(Labeled shape records)
_____
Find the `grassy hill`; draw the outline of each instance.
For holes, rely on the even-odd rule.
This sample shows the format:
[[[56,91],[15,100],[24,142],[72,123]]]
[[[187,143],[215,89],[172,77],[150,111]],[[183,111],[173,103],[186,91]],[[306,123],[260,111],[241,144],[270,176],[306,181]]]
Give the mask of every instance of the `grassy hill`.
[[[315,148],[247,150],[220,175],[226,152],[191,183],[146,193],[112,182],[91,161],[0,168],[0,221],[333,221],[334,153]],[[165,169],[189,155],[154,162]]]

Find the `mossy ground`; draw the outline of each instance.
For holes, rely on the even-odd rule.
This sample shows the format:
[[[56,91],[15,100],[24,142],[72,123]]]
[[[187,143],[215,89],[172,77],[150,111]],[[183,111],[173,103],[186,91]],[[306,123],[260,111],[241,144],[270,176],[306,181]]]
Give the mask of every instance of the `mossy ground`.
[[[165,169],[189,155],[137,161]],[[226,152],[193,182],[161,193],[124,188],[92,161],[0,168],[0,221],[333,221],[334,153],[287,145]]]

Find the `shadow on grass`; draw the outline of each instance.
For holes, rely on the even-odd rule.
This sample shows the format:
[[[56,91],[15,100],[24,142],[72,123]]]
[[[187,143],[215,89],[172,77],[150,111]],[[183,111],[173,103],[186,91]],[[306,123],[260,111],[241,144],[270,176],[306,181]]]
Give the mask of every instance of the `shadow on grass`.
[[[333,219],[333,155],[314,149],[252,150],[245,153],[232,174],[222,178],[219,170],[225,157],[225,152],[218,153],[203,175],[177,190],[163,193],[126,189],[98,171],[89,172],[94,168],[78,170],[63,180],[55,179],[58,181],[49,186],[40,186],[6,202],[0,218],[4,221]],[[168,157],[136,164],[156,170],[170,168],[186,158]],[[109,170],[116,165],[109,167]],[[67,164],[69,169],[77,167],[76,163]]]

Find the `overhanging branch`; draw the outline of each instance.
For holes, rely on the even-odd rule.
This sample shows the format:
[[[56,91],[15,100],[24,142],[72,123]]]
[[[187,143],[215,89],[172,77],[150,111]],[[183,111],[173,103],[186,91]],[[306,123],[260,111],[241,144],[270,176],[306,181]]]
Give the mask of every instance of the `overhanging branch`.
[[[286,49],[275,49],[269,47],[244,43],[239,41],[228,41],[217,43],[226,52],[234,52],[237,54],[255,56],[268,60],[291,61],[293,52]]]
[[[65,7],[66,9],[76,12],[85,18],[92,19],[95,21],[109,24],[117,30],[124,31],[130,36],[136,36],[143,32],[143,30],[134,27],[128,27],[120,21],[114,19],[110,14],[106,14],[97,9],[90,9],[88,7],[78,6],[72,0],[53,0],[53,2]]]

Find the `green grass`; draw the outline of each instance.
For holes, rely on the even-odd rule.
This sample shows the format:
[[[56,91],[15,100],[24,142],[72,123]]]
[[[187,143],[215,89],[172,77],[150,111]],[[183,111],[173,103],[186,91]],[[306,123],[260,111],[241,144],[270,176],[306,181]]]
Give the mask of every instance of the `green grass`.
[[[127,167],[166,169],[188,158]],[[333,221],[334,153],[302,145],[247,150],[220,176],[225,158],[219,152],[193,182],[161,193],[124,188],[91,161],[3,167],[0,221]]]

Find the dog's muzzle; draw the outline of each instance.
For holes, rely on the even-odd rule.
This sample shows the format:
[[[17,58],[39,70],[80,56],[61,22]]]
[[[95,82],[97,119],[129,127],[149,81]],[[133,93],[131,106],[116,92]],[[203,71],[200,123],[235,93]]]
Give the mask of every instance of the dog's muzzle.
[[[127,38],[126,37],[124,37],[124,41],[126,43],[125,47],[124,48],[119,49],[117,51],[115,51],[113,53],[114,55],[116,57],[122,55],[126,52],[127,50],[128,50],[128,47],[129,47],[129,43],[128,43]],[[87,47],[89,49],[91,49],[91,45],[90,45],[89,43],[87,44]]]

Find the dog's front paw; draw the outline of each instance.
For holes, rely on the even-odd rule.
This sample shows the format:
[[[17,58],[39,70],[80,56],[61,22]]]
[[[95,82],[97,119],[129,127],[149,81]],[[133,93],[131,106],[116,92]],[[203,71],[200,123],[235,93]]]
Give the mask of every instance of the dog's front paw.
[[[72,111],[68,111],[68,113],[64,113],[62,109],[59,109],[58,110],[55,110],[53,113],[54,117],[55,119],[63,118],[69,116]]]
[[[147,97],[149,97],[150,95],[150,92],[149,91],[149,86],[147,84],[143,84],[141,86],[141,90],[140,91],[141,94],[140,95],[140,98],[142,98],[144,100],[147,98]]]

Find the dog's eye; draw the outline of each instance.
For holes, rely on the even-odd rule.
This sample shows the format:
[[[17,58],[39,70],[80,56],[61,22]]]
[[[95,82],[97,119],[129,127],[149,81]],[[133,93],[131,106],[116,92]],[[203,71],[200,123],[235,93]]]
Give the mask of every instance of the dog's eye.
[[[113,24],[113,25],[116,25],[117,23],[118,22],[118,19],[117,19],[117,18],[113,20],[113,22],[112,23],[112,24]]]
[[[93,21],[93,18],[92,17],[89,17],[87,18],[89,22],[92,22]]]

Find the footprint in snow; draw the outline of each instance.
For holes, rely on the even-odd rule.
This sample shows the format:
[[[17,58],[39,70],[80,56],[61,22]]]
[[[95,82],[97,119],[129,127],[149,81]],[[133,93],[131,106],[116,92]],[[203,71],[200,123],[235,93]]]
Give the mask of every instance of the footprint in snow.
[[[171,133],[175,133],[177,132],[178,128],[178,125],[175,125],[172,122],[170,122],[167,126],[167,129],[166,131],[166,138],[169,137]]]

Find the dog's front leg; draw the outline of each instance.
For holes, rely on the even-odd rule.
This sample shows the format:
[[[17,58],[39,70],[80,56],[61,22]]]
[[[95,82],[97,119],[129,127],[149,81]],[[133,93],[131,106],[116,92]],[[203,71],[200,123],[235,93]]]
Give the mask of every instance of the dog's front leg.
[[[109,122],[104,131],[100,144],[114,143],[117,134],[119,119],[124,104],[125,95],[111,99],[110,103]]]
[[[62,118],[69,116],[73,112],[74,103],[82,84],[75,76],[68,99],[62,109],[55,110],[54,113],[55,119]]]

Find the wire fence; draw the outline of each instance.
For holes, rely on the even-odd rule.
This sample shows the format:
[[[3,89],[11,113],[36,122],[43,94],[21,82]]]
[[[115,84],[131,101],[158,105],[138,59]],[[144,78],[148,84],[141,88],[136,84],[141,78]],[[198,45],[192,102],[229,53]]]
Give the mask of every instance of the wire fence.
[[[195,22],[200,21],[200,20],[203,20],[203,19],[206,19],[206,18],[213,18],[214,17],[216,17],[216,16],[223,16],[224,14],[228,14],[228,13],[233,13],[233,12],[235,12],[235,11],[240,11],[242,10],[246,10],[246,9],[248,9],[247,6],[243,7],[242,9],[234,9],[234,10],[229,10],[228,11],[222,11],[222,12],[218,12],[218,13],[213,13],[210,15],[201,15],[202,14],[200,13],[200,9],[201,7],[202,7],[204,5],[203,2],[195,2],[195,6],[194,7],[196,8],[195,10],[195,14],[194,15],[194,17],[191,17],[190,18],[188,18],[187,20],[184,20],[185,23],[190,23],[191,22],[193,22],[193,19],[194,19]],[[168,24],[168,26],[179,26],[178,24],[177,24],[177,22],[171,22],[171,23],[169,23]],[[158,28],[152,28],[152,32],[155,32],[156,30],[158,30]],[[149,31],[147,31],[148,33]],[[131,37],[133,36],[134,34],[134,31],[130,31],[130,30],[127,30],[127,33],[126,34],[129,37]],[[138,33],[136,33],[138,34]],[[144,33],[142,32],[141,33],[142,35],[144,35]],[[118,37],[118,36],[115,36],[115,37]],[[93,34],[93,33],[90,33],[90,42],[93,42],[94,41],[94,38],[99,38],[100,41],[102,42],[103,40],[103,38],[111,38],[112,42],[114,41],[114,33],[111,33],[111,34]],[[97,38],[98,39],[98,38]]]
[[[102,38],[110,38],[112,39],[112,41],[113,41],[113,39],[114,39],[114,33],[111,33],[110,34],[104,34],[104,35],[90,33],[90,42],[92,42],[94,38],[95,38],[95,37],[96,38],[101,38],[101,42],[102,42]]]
_____
### Exercise description
Rewrite the lines from the one containing "Find the wire" through the one containing "Give the mask of every instance of the wire", inclusive, with "wire fence" replaced by "metal fence" and nothing else changed.

### Written solution
Find the metal fence; draw the outline of each instance.
For holes, rely on the even-odd rule.
This sample shows the format:
[[[3,89],[11,113],[36,122],[43,94],[21,82]]]
[[[115,84],[131,101],[158,105],[138,59]],[[144,78],[148,84],[141,88],[136,84],[141,78]],[[198,45],[192,102],[229,53]]]
Give the mask of every instance of the metal fence.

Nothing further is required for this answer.